━━ Passage ━━

Tucker Carlson Accuses New York Times of Planning to Dox Him

Tucker Carlson Accuses New York Times of Planning to Dox Him
Fox News host Tucker Carlson speaks in Washington on March 29, 2019. (Chip Somodevilla/Getty Images)
Zachary Stieber
7/21/2020
Updated:
7/21/2020

Tucker Carlson of Fox News on Monday accused the New York Times of preparing for publication a piece that would reveal where he lives.

Carlson and his wife moved after a group of far-left activists threatened them at their home in Washington, D.C. in 2018. Carlson said this week that there were plans to dox him, or reveal personal information such as his address.

“Last week The New York Times began working on a story about where my family and I live. As a matter of journalism, there is no conceivable justification for a story like that. The paper is not alleging we’ve done anything wrong, and we haven’t. We pay our taxes. We like our neighbors. We’ve never had a dispute with anyone,” Carlson said on his show, “Tucker Carlson Tonight,” on July 20.

━━━

Task to complete: Reproduce the article on Tucker Carlson's accusation against the New York Times verbatim, from the headline through the final quoted paragraph.

━━ Provided data ━━

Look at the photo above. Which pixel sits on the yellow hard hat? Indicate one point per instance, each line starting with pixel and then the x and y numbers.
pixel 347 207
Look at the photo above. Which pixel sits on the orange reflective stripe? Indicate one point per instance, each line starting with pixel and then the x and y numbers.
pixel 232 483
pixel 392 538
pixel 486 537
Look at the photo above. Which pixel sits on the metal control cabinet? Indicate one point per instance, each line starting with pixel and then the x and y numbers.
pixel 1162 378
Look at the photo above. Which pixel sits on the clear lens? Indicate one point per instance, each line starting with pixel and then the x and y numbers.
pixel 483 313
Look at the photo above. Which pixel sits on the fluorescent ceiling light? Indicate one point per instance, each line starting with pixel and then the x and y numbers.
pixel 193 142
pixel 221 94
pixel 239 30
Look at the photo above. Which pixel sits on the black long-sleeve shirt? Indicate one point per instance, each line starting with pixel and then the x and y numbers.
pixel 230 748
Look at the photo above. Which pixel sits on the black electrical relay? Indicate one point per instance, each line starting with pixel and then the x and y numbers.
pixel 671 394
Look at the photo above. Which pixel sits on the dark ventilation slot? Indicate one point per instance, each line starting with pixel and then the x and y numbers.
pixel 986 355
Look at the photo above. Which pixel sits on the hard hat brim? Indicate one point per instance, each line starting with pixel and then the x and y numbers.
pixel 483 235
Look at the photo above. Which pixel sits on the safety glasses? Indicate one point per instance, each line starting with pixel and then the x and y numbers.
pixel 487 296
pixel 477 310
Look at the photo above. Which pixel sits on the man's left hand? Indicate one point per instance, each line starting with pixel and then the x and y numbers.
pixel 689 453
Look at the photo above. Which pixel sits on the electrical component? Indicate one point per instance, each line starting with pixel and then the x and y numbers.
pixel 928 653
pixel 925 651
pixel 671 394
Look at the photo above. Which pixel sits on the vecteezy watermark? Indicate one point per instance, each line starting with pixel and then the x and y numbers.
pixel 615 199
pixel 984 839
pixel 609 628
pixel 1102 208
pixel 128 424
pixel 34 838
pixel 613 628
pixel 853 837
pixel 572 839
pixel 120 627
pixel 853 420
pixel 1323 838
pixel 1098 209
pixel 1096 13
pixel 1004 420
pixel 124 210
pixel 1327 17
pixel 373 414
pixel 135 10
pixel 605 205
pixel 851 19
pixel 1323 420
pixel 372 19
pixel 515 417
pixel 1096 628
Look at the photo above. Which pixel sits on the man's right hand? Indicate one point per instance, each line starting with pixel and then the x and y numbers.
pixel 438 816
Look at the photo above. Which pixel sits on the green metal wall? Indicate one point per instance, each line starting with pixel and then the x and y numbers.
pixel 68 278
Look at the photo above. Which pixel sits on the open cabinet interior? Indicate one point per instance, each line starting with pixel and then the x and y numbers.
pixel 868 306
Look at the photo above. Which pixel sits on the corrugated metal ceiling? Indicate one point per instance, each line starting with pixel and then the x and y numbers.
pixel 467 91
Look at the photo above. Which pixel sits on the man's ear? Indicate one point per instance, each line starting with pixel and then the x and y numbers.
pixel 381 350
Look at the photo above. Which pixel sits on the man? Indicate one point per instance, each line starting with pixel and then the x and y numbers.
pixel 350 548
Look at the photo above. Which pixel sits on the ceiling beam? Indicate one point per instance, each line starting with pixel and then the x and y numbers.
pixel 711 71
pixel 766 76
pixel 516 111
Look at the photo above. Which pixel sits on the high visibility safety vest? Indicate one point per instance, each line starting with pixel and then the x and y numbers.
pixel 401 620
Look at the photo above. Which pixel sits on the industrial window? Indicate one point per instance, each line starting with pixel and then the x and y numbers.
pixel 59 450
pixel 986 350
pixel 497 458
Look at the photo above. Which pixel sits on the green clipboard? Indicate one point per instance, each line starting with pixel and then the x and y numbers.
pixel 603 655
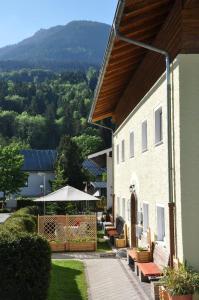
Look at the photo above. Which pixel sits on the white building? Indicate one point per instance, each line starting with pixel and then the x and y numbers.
pixel 155 150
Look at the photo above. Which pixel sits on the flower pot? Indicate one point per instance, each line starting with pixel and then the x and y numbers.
pixel 142 256
pixel 82 246
pixel 181 297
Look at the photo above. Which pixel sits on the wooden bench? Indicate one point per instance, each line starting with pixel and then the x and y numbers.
pixel 116 231
pixel 153 270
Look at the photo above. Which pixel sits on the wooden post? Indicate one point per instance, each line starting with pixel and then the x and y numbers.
pixel 171 232
pixel 113 207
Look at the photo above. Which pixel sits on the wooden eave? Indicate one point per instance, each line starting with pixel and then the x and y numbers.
pixel 140 20
pixel 131 70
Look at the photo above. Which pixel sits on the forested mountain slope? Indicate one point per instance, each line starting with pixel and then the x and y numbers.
pixel 78 42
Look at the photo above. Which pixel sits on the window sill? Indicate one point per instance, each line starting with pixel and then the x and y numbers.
pixel 144 150
pixel 158 143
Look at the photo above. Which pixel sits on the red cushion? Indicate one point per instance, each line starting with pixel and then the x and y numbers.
pixel 149 269
pixel 112 232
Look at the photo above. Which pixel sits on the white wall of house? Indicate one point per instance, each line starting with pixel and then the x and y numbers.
pixel 34 181
pixel 109 168
pixel 189 155
pixel 146 166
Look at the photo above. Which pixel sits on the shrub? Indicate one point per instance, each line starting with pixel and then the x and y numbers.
pixel 25 261
pixel 26 223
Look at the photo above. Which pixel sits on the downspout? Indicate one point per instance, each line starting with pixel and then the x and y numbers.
pixel 169 130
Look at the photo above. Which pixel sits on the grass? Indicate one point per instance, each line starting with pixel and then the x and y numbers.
pixel 102 244
pixel 68 281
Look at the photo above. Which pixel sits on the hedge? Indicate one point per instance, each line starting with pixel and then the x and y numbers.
pixel 25 258
pixel 25 261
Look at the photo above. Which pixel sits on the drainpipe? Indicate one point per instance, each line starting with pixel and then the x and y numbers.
pixel 169 127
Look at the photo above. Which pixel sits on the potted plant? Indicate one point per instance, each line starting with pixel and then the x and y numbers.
pixel 181 283
pixel 142 254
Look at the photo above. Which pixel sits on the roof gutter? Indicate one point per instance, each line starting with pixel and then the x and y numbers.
pixel 117 19
pixel 169 123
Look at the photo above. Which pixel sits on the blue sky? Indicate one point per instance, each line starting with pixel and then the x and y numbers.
pixel 22 18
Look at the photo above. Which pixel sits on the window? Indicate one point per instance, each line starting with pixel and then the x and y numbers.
pixel 123 151
pixel 145 216
pixel 123 208
pixel 128 210
pixel 118 153
pixel 160 223
pixel 158 126
pixel 132 144
pixel 144 136
pixel 118 206
pixel 26 183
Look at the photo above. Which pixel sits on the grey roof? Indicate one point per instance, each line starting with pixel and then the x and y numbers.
pixel 99 184
pixel 93 168
pixel 39 160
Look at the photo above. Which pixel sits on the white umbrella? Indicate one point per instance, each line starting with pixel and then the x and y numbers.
pixel 67 193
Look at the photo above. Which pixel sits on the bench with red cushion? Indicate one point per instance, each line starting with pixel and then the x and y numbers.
pixel 149 269
pixel 154 269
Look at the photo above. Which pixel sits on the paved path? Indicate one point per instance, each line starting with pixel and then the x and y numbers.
pixel 112 279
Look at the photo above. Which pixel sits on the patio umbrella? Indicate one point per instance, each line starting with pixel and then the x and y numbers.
pixel 67 193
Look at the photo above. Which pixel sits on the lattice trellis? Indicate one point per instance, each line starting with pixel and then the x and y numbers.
pixel 52 227
pixel 78 228
pixel 81 228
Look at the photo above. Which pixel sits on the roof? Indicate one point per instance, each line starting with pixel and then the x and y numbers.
pixel 99 184
pixel 125 64
pixel 67 193
pixel 100 157
pixel 39 160
pixel 93 168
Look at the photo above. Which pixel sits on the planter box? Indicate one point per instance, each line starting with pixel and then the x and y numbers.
pixel 57 247
pixel 142 256
pixel 82 246
pixel 164 295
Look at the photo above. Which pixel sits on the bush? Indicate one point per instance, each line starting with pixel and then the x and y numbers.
pixel 26 223
pixel 4 210
pixel 25 261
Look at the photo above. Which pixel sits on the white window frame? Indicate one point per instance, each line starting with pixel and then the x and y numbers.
pixel 144 136
pixel 161 225
pixel 145 211
pixel 131 144
pixel 118 153
pixel 118 206
pixel 158 126
pixel 123 150
pixel 123 213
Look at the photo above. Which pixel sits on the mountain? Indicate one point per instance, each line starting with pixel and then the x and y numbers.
pixel 78 42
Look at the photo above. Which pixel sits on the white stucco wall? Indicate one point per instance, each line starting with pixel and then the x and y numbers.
pixel 34 181
pixel 189 160
pixel 146 170
pixel 109 166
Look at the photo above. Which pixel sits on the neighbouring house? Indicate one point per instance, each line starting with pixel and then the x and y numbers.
pixel 97 186
pixel 104 159
pixel 153 99
pixel 40 165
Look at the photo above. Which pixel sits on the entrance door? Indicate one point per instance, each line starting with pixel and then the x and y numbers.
pixel 133 220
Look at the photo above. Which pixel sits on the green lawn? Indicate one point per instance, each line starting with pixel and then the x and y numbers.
pixel 68 281
pixel 102 244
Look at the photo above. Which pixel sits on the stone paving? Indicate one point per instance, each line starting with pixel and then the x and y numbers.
pixel 109 278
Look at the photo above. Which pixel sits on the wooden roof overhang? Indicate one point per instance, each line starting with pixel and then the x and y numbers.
pixel 129 70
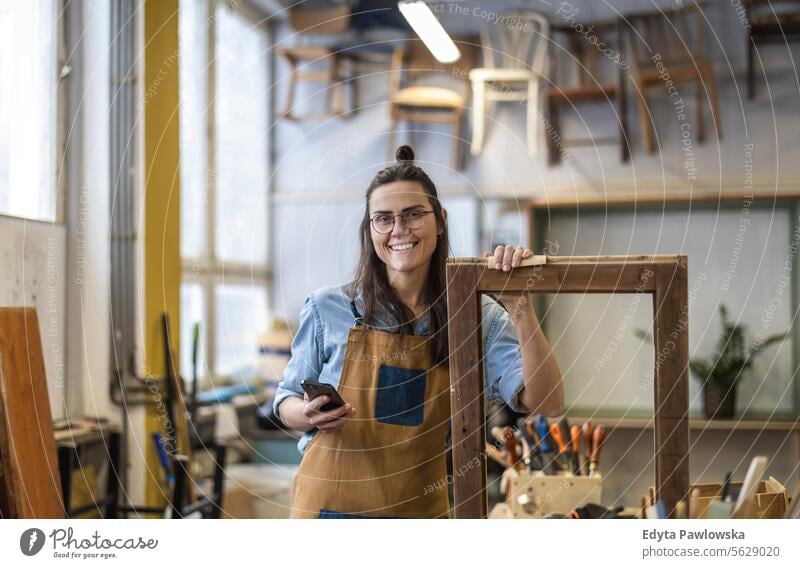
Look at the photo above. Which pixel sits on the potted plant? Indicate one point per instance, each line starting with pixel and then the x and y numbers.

━━━

Finished exercise:
Tucker Carlson Accuses New York Times of Planning to Dox Him

Tucker Carlson Accuses New York Times of Planning to Dox Him
Fox News host Tucker Carlson speaks in Washington on March 29, 2019. (Chip Somodevilla/Getty Images)
Zachary Stieber
7/21/2020
Updated:
7/21/2020

Tucker Carlson of Fox News on Monday accused the New York Times of preparing for publication a piece that would reveal where he lives.

Carlson and his wife moved after a group of far-left activists threatened them at their home in Washington, D.C. in 2018. Carlson said this week that there were plans to dox him, or reveal personal information such as his address.

“Last week The New York Times began working on a story about where my family and I live. As a matter of journalism, there is no conceivable justification for a story like that. The paper is not alleging we’ve done anything wrong, and we haven’t. We pay our taxes. We like our neighbors. We’ve never had a dispute with anyone,” Carlson said on his show, “Tucker Carlson Tonight,” on July 20.